◆ EXTRACTED TEXT
King Fahd Industrial Port in Yanbu (SPA)
King Fahd Industrial Port in Yanbu (SPA)

Saudi Arabia’s crucial East-West pipeline that circumvents the Strait of Hormuz is pumping oil at its full capacity of 7 million barrels a day, a person familiar with the matter told Bloomberg.

The technical milestone is the culmination of the Kingdom’s longstanding contingency plan for keeping its oil flowing after the effective closure of their main export route. Flotillas of tankers have been redirected to the Red Sea port of Yanbu to collect the oil, providing an important lifeline for global supply.

Crude exports via Yanbu have now reached about 5 million barrels a day and the kingdom is also exporting 700,000 to 900,000 barrels a day of refined products, according to the person familiar with the Saudi oil industry. Of the 7 million barrels a day that go through the pipeline, 2 million are destined for Saudi refineries, Bloomberg said.

(Point localization data)
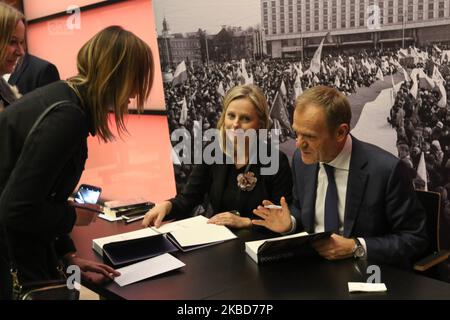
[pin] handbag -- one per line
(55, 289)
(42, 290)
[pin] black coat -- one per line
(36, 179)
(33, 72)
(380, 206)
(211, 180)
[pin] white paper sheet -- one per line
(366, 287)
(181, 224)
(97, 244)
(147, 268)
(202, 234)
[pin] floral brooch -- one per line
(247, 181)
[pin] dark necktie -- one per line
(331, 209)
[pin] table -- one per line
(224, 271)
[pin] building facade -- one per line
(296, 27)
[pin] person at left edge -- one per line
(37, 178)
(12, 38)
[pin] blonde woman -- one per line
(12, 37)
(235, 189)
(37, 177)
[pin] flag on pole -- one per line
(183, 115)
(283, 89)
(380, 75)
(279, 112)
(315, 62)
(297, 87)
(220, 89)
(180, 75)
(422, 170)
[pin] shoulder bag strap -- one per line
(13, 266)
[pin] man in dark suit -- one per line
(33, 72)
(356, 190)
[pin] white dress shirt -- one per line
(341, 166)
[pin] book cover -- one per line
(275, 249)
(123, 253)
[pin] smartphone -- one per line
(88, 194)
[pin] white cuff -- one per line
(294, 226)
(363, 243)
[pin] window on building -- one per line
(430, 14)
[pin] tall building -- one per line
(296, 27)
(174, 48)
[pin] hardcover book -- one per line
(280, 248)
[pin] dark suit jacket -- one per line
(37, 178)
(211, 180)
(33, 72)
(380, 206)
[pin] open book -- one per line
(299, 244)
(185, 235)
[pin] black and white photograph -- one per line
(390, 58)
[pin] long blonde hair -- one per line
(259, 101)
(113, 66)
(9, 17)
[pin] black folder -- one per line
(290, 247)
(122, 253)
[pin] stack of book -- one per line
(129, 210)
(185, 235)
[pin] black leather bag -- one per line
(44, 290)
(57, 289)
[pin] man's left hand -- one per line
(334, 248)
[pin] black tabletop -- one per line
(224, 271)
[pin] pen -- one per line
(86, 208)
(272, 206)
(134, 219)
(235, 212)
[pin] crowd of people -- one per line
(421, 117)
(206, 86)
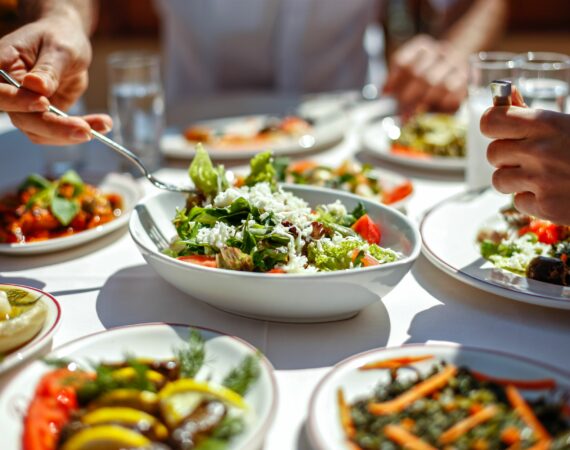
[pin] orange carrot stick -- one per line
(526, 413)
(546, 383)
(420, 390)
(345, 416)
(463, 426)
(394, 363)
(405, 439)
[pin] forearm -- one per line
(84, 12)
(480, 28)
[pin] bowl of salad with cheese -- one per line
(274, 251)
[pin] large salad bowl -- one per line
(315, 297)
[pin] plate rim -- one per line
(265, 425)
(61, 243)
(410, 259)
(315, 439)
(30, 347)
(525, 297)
* * *
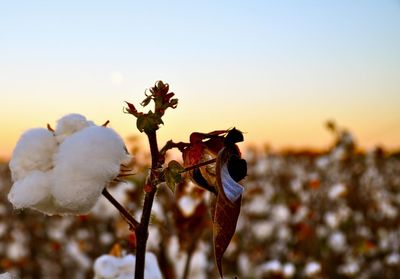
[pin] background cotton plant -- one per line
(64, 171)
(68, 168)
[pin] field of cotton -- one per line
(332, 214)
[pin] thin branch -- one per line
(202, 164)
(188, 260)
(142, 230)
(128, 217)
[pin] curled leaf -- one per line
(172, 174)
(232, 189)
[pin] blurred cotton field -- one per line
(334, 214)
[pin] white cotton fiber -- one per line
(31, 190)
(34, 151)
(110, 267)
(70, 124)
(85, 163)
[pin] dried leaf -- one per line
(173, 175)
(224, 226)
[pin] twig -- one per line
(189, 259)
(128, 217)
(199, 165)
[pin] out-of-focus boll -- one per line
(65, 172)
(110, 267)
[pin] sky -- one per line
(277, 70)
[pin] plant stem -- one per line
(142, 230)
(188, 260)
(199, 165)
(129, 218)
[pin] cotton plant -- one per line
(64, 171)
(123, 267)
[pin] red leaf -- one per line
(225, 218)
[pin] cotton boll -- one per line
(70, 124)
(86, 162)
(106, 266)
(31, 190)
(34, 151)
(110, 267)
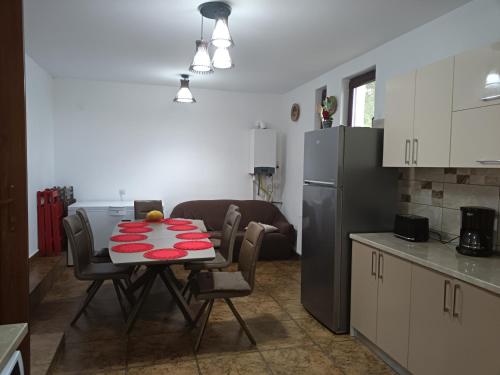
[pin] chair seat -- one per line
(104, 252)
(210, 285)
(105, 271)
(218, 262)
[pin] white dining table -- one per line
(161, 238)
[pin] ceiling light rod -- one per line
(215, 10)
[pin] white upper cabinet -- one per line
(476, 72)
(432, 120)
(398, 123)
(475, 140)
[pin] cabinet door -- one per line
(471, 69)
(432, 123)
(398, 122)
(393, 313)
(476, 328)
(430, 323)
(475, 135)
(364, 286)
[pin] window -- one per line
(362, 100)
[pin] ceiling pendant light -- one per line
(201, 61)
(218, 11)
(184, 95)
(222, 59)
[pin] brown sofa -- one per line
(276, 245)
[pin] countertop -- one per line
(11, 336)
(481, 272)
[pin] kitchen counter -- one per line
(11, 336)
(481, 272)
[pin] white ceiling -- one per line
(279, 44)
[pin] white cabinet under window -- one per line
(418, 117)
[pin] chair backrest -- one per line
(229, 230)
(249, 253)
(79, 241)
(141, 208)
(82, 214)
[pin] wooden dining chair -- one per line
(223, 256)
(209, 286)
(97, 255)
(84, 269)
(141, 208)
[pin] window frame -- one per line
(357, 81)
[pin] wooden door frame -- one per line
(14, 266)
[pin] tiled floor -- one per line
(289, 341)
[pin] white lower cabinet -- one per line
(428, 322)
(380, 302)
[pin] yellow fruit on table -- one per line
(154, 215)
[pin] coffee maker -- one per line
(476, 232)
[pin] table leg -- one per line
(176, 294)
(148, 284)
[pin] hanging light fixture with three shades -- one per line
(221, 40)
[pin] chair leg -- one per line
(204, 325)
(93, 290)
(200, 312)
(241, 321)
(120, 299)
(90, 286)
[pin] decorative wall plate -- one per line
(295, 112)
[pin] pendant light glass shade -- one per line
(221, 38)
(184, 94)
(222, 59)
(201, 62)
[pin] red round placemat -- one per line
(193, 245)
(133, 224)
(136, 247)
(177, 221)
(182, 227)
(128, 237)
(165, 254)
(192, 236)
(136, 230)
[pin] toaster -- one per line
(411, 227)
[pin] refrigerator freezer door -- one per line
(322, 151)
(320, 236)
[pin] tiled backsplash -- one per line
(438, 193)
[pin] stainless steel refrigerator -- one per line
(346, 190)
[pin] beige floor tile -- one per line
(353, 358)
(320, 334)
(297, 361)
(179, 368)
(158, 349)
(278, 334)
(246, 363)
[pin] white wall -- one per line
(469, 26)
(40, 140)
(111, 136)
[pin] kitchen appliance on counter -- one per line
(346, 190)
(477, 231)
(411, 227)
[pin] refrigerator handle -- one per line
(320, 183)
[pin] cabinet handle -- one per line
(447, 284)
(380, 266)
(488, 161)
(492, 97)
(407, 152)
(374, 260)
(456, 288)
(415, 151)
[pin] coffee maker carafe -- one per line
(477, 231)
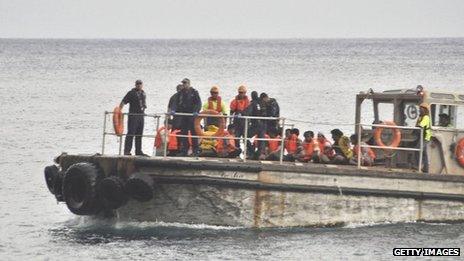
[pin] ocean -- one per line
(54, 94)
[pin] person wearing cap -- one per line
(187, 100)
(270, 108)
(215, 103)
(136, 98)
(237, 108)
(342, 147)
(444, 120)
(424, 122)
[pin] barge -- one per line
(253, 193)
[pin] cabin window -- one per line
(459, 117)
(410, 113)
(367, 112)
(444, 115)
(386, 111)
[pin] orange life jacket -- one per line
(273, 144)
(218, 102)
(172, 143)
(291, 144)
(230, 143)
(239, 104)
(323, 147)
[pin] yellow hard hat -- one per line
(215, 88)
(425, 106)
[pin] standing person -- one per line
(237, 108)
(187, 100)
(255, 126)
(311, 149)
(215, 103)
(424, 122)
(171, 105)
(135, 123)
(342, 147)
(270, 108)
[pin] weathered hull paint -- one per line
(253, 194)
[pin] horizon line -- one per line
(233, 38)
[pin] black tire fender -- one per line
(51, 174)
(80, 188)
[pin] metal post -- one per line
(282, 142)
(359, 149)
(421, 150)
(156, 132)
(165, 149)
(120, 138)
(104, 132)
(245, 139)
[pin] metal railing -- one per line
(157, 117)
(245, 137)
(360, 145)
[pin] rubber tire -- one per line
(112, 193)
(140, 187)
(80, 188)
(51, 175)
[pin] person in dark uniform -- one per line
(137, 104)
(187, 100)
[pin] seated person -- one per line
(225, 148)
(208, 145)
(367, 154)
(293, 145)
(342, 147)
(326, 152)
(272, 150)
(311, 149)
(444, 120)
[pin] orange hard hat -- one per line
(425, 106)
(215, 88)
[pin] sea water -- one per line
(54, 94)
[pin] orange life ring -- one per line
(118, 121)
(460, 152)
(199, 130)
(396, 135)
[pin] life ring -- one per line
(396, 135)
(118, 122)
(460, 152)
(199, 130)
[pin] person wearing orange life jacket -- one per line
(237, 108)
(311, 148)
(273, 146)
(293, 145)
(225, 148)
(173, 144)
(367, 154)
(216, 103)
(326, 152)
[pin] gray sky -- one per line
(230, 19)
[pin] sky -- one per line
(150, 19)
--
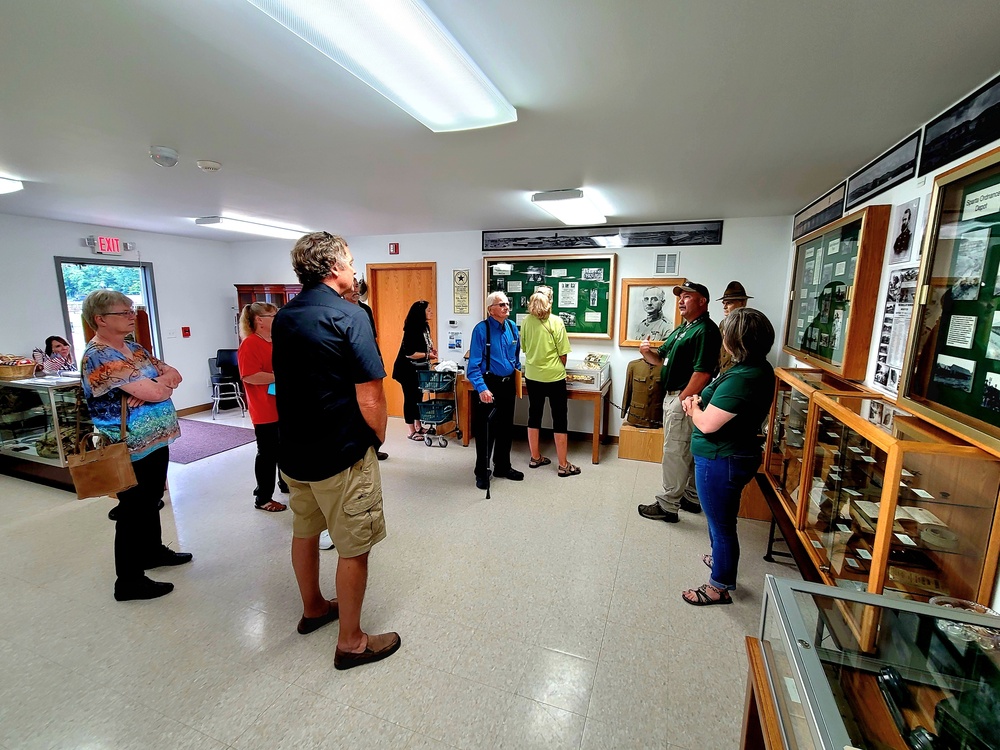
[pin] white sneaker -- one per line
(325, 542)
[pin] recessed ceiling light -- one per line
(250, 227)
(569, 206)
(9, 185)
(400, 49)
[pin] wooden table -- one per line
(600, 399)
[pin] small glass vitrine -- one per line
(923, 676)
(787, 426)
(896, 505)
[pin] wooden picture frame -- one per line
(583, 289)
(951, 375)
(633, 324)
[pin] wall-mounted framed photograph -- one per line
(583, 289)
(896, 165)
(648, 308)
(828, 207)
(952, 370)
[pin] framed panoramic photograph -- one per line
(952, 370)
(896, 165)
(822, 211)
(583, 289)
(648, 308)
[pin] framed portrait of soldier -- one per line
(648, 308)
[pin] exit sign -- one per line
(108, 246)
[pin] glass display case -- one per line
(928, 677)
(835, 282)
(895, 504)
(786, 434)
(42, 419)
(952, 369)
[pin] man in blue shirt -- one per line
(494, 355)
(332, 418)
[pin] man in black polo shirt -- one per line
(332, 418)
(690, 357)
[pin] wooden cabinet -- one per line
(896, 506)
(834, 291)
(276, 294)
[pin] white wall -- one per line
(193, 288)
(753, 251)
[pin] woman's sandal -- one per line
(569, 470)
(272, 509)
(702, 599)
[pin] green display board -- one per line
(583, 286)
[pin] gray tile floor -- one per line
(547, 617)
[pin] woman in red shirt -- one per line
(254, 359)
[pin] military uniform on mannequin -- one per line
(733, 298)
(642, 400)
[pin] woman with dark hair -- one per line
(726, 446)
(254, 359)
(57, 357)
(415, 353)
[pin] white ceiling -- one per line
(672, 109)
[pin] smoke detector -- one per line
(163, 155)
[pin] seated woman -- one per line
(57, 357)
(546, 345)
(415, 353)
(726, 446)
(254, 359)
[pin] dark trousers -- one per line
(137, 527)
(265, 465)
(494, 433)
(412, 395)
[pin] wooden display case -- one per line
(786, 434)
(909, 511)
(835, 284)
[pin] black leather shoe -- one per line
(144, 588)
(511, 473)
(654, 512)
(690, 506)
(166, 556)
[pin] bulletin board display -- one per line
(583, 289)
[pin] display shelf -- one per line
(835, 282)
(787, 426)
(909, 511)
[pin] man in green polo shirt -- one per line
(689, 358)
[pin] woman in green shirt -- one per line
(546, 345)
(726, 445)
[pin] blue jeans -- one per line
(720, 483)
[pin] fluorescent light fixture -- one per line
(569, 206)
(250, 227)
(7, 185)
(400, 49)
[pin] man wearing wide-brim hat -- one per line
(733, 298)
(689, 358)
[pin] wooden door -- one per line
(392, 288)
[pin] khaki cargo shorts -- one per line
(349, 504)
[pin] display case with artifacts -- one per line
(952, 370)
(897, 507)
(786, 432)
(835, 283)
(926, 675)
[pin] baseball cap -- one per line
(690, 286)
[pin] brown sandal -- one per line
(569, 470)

◆ TASK LIST
**1.** Answer these questions about the article on Saudi Arabia's East-West pipeline.
(a) At what capacity is the pipeline pumping oil?
(b) To which Red Sea port have tankers been redirected to collect the oil?
(c) Of the oil going through the pipeline each day, how much is destined for Saudi refineries?
**2.** Write a continuation of the article on Saudi Arabia's East-West pipeline, starting after its last sentence.

◆ OUTPUTS IN ORDER
**1.**
(a) Its full capacity of 7 million barrels a day.
(b) Yanbu.
(c) 2 million barrels a day.

**2.**
Running the breadth of the Arabian Peninsula from the massive oil fields in the east of the country to the industrial port city of Yanbu, the pipeline is more than 1,000 kilometers (620 miles) long.

Oil prices rose on ​Friday and notched weekly gains, reflecting scepticism about prospects for a ceasefire in the month-old Iran war.

Brent crude futures rose by $4.56, or 4.2%, to $112.57 a barrel. US West Texas Intermediate futures rose $5.16, or 5.5%, to settle at $99.64.

The Brent benchmark has jumped 53% since February 27, the day before the US and Israel launched strikes against Iran, while WTI has gained 45% since then. On a weekly basis, Brent gained about ‌0.3%, while WTI ‌gained over 1%.